Task objective |
Pick up the passage below on fireblight in Washington orchards and continue it from its final sentence.

Source text |
German researcher Dr. Esther Moltmann has developed a method to calculate the probability of dew forming, based on the relative humidity, temperature, and wind speed. Smith said he also plans to incorporate this new information into the Cougarblight model.
Around full bloom to petal fall, bacteria can get into the flowers, and, if conditions are right, an infection can begin. Despite an unusually cool, wet spring in Washington in 2010, fireblight did develop in some Washington orchards last season, Smith said. One outbreak, which happened in early bloom and affected pears in Wenatchee, Monitor, and the lower Entiat Valley, can be traced to a warm period in mid-April. Another outbreak originated during a hot period in mid-May.
Symptoms of primary-bloom infections usually show up by mid-May. However, primary bloom infections are relatively rare because the temperature during bloom does not often reach the high 70s and 80s—the temperatures conducive to infections. Most of the infections seen in Washington arise from secondary blossoms that develop later in the season. Some apple varieties, such as Cripps Pink and Jazz, can develop blossoms the whole season long.
When conditions are conducive to fireblight, the bacteria must get into the blooms for an infection to begin. Smith said he’s working on a method that growers could use to test whether bacteria are in an orchard or not.
If there was a fireblight infection in the orchard the previous season, it’s important that every canker was removed, Smith said. Otherwise, there will be a zone around any remaining canker that will be contaminated with more bacteria than normal, and it won’t take as much warmth for the bacteria to increase to dangerous numbers if there are high levels to begin with.
The Cougarblight model on WSU’s Decision Aid System Web site has a setting where growers can indicate if there was fireblight in the area last year, so that it can more accurately predict the risk of infection.
Smith has for many years been testing the efficacy of fireblight management products. One of the most promising lately has been a copper product that is still under development for fireblight and citrus canker. When or whether it will be registered will depend on how well it works on citrus, Smith said.

Information given |

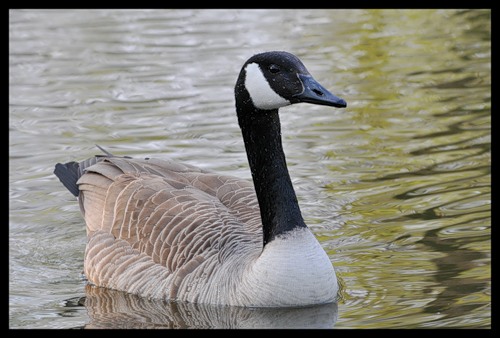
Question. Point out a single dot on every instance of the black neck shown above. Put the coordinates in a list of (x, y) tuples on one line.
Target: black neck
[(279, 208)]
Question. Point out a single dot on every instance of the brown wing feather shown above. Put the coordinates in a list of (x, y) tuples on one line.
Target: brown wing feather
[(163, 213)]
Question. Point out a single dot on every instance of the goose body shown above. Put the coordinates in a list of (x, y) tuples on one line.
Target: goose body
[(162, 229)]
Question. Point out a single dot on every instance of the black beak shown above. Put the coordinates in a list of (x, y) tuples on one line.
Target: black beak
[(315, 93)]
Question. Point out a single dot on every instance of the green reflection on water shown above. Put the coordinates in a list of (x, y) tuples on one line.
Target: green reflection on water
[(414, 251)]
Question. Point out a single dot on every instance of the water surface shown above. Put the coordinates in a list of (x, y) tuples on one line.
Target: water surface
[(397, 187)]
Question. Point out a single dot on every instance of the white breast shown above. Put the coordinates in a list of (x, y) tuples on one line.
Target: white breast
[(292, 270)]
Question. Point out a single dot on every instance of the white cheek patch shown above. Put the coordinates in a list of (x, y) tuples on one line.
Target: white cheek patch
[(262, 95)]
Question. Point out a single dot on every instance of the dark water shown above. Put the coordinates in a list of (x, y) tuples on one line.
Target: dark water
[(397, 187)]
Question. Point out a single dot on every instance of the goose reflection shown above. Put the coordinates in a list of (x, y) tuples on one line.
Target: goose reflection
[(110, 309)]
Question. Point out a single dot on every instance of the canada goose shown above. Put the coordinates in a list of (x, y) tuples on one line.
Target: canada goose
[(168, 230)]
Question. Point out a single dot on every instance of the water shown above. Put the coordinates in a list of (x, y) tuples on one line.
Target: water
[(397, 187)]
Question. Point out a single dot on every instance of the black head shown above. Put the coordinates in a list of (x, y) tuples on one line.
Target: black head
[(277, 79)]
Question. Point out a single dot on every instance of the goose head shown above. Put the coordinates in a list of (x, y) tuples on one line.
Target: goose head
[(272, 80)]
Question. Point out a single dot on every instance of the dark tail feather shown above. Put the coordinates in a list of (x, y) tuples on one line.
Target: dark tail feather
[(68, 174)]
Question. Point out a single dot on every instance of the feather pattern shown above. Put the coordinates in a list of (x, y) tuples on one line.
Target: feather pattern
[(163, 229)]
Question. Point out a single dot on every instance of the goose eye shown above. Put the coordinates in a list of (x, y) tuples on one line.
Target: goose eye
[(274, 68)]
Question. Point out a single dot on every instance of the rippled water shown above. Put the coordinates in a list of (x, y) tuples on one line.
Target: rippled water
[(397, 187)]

Exercise response |
In trials, Smith applied it three times—during early, mid-, and late bloom. It provided better control than antibiotics. “I think it might play an important role in controlling fireblight in the future,” he said.
The product caused singeing of apple blossoms, but no fruit marking in either apples or pears.
Smith is also testing a new biological product that is sold in Europe as Blossom-Protect, whose active ingredient is the yeast Aureobasidium pullulans. It is applied three times during bloom. Smith said he would be recommending it after it is registered in the United States in 2012. “It will probably be the only real viable option for organic growers in the future, other than the new copper product,” he said.
Unless the National Organic Standards Board decides otherwise, organic approval of the antibiotic Mycoshield (oxytetracycline) could sunset next year.
Smith has also been testing a product called Actigard (acibenzolar-S-methyl) that appears to protect the tree from infection. He applied it twice—the first time at cluster bud and again just before the flowers opened—followed by an antibiotic. Even when blossoms were inoculated with the fireblight bacteria, very few infections developed, he said. And, in d’Anjou pear trees that were infected, the fireblight didn’t run much past the spur. It had a similar effect on apples. Results were better than with applications of streptomycin alone (applied to strep-susceptible bacteria).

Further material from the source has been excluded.